Seçilmiş Bölüm
Engelsiz hayat, engelsiz Türkiye ve engelsiz dünya, engeli bulunan fertlerin beklentisinin karşılanmasından ziyade insan olma sorumluluğunun, gereğinin yapılması olarak ele alınmalı, bütün bu hedefler insan onuruna, haklarına ve bizatihi insana değer vermenin vasat eşiği olarak kabul edilmelidir. Kamu hizmetlerinin bütününde, kamu yönetiminin bütün evrelerinde kamu odaklı etki, karar ve analiz süreçlerinde engeli bulunan fertlerin kendilerine ve temsilcilerine söz hakkı tanınmalı, katılım imkân ve fırsatları oluşturulmalı, katkıları yok sayılmamalıdır. Görece refah tasarımının olduğu birçok batı ülkesinde yapılageldiği gibi, söz hakkı yerine sus payının, birey iradesi yerine sistem idaresinin, adalet yerine salt eşitlik çerçevesinin esas alındığı bir işleyişin bu alanda oluşmasına izin verilmemeli, bu yöndeki adımlar reddedilip, bertaraf edilmelidir.
Özellikle ve kesinlikle, insanın kendisini gerçekleştirmesinin ve geliştirmesinin yegâne yöntemi olan eğitim konusunda hem genele hem de münhasır niteliklere yönelik her kademe ve türde eğitim imkân ve fırsatının sağlanması temel bir sorumluluk ve zorunluluktur. Benzer şekilde yönetime katılma, politika belirleme, siyasi paradigmaya yön verme noktasında engeli bulunan fertlerin ‘diğer’ ya da ‘öteki’ nitelemesine maruz bırakılmaması da insana değer verme kıstası olarak kabul edilmelidir.
Merhamet ve yardım temelli bakıştan eşitlik ve adalet temelli bakışa ve uygulamaya geçilmesi, buna dair bütün çabaların, çalışmaların ve arayışların önemli görülmesi de son derece hassas bir ayraçtır. Bu çerçevede, insanın hayatını kolaylaştıran, hayatla temasını artıran, hayatın içine katan, hayatın kenarında bırakmayan yaklaşımları ‘ihsan’ olarak değil ‘önce insan’ bakışından beslenen ‘irfan’ kapsamında değerlendiriyoruz. Milletimizden ve devletimizden de bu bakış üzerinden sorumluluk almasını ve gereklerini yapmasını bekliyoruz.

Alıştırma Yönergesi
Aşağıdaki ifadelerin seçilmiş bölümle uyuşup uyuşmadığını her biri için evet ya da hayır diyerek belirtin. Kararı veren sözleri bölümden aynen alıntılayın. (a) Eğitim, insanın kendini gerçekleştirmesinin yollarından yalnızca biri olarak sunulur. (b) Merhamet ve yardım temelli bakıştan eşitlik ve adalet temelli bakışa geçilmesi önemli görülür. (c) Batı ülkelerindeki işleyişin bu alanda örnek alınması önerilir.

Malzeme
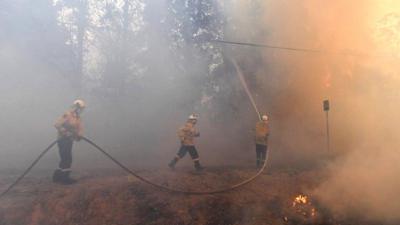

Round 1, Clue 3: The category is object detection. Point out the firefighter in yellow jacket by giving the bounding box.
[168,114,204,171]
[255,114,269,167]
[53,99,85,184]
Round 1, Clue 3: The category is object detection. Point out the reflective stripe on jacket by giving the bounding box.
[255,121,269,145]
[178,122,200,146]
[54,110,83,140]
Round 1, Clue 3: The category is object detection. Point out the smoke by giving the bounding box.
[227,0,400,221]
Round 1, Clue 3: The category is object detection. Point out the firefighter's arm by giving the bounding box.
[191,128,200,137]
[76,121,83,141]
[54,114,68,134]
[178,129,185,142]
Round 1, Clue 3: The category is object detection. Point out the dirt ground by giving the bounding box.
[0,167,390,225]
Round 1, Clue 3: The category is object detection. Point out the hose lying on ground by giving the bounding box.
[82,137,268,195]
[0,137,268,198]
[0,140,57,198]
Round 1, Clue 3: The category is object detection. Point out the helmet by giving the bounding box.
[74,99,86,109]
[189,113,199,120]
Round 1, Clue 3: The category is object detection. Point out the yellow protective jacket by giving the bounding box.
[255,121,269,145]
[54,110,83,140]
[178,122,200,146]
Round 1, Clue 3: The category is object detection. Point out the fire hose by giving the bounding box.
[0,59,269,198]
[0,137,268,198]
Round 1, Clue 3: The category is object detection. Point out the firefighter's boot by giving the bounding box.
[53,169,63,183]
[194,160,204,171]
[168,157,179,169]
[61,171,76,185]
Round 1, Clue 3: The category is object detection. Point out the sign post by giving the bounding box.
[323,99,330,152]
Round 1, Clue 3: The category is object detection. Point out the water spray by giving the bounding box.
[232,59,261,120]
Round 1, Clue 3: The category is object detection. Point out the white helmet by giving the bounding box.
[74,99,86,109]
[189,113,199,120]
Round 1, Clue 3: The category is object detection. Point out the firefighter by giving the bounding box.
[255,114,269,167]
[53,99,85,184]
[168,114,204,171]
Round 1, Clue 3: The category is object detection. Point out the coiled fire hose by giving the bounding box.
[0,137,268,198]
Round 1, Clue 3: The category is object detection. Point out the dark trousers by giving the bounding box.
[256,144,267,167]
[57,138,74,170]
[177,145,199,160]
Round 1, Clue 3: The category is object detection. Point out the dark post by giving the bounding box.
[324,99,330,152]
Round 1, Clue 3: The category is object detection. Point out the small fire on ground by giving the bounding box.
[283,194,317,223]
[292,195,317,217]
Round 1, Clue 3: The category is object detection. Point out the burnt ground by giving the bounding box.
[0,167,394,225]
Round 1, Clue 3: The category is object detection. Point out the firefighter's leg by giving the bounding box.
[53,138,72,183]
[260,145,267,166]
[256,144,262,167]
[188,146,204,171]
[168,145,187,169]
[58,138,76,184]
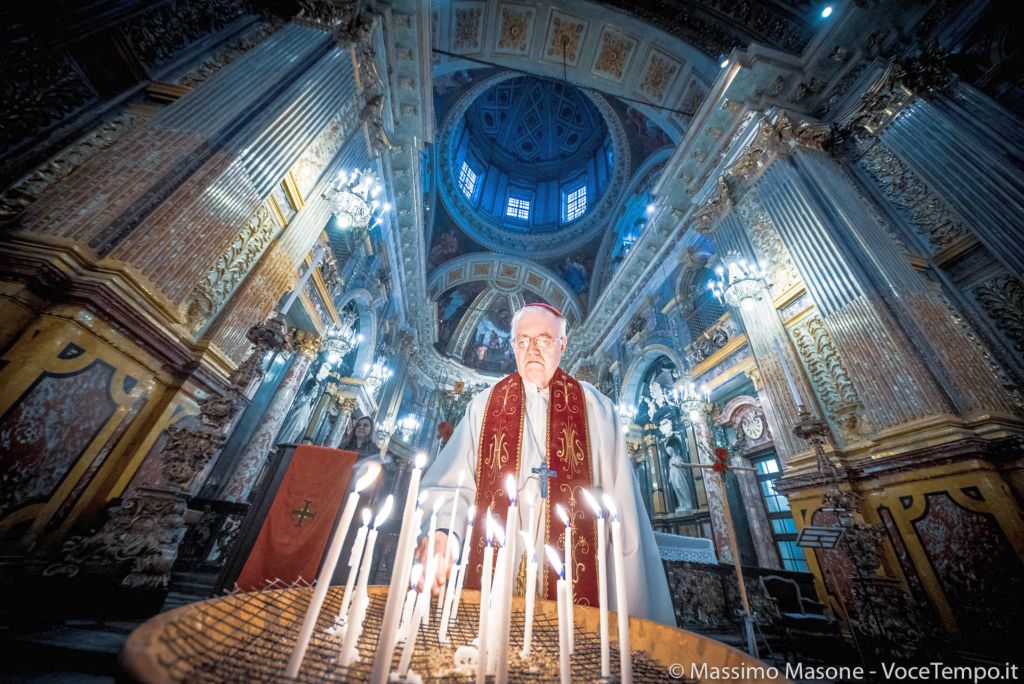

Tam Yanıt
(a) Hayır: "insanın kendisini gerçekleştirmesinin ve geliştirmesinin yegâne yöntemi olan eğitim"
(b) Evet: "Merhamet ve yardım temelli bakıştan eşitlik ve adalet temelli bakışa ve uygulamaya geçilmesi, buna dair bütün çabaların, çalışmaların ve arayışların önemli görülmesi de son derece hassas bir ayraçtır."
(c) Hayır: "bir işleyişin bu alanda oluşmasına izin verilmemeli, bu yöndeki adımlar reddedilip, bertaraf edilmelidir"